**EXERCISES TO COMPLETE**
• 1. Please output the passage of the Hannspree remote thread between "Okay, so let's" and "flash 3 times)", inclusive.
• 2. Decide whether each statement below agrees with the Hannspree remote thread, answering yes or no and quoting the deciding words. (a) After code 506 is entered, the Dish Remote can turn the Hannspree TV back on. (b) The tutorial was tested only on the Dish 20.0 IR Remote. (c) Pressing the Recall button once leaves the TV light steadily lit.

**PAGE EXTRACT**
# How to Program Hannspree TV for a Dish Remote



## gator777 (Jan 25, 2009)

How to Program Hannspree TV for a Dish Remote

****Edited on 22 Jan 2011 to simplify the steps**** 
If you are reading this, you too have discovered that the Dish Remote does not have any codes for the Hannspree TVs. After researching the web, and many headaches, I have put together a short tutorial to explain how to program your Dish Remote to work with a Hannspree TV. This has only been tested on the Dish 20.0 IR Remote, but should work for the 21.0 as well.

Okay, so let's get started...

You must first program the Dish Remote with a code that enables some functionality of your Hannspree TV Remote

*Step 1:* Press and hold TV Mode button on your Dish Remote for several seconds until all the lights light up at the top

*Step 2:* Press the code numbers "506" and then hit the pound "#" key (the red TV light will flash 3 times)

Note: The code you just entered will give your Hannspree TV Remote "limited" functionality; like the razing and lowering the volume control on the TV, and the ability to turn the TV set OFF. Unfortunately, the functionality of the remote stops there, and you will not be able to turn your Hannspree TV back ON using the Dish Remote.

*Now, Let's teach the Dish remote a few more buttons ...one at a time*

*Step 1:* Place the Hannspree TV Remote facing the the left side IR window of the Dish Remote (within 4 inches)

*Step 2:* Press and hold TV Mode button on the Dish Remote for several seconds until all start flashing

*Step 3:* Press the Recall button once (the TV light will stay steadily lit)

*Step 4:* Press and hold the "RECORD" button until the light goes out, and comes back on again

*Step 5:* On the Dish remote, press the button you want "programmed/learned" once

*Step 6:* On the Hannspree Remote, press and hold the button you want programmed/learned until the TV button on the Dish Remote flashes "Off," and then back "On" again

*Step 7:* Once you have programmed all of the Hannspree TV Remote buttons, simply press the SAT button on the upper-left portion of your Dish Remote, and you are done.

Note: If you want to have the Dish remote learn additional buttons on the remote, simply repeat Steps 4 & 5).

I created this tutorial to help those who might be as frustrated as I was with my new Hannspree TV. If this helped you, please post here and let me know it worked for ya.


----------



## laka (Jan 11, 2011)

Hey it worked! Now I don't have to see my husband spend all night trying to figure it out!  Thank you VERY VERY MUCH!

**INFORMATION PROVIDED**
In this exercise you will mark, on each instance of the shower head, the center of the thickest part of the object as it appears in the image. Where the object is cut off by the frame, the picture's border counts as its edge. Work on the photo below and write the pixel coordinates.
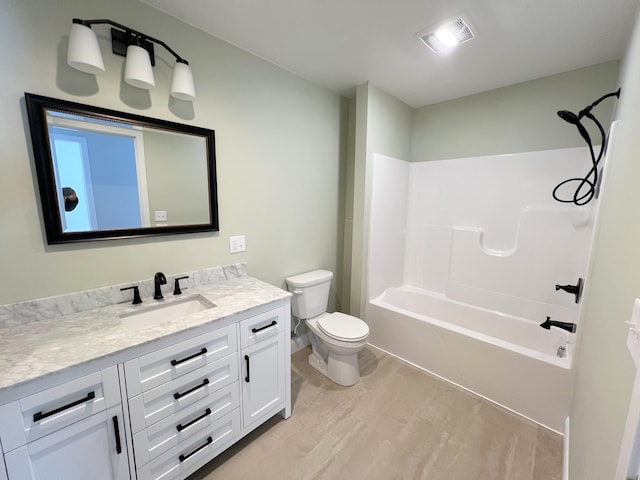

**THE RESPONSES**
• 1.
Okay, so let's get started...

You must first program the Dish Remote with a code that enables some functionality of your Hannspree TV Remote

*Step 1:* Press and hold TV Mode button on your Dish Remote for several seconds until all the lights light up at the top

*Step 2:* Press the code numbers "506" and then hit the pound "#" key (the red TV light will flash 3 times)

• 2.
(a) No: "you will not be able to turn your Hannspree TV back ON using the Dish Remote."
(b) Yes: "This has only been tested on the Dish 20.0 IR Remote"
(c) Yes: "Press the Recall button once (the TV light will stay steadily lit)"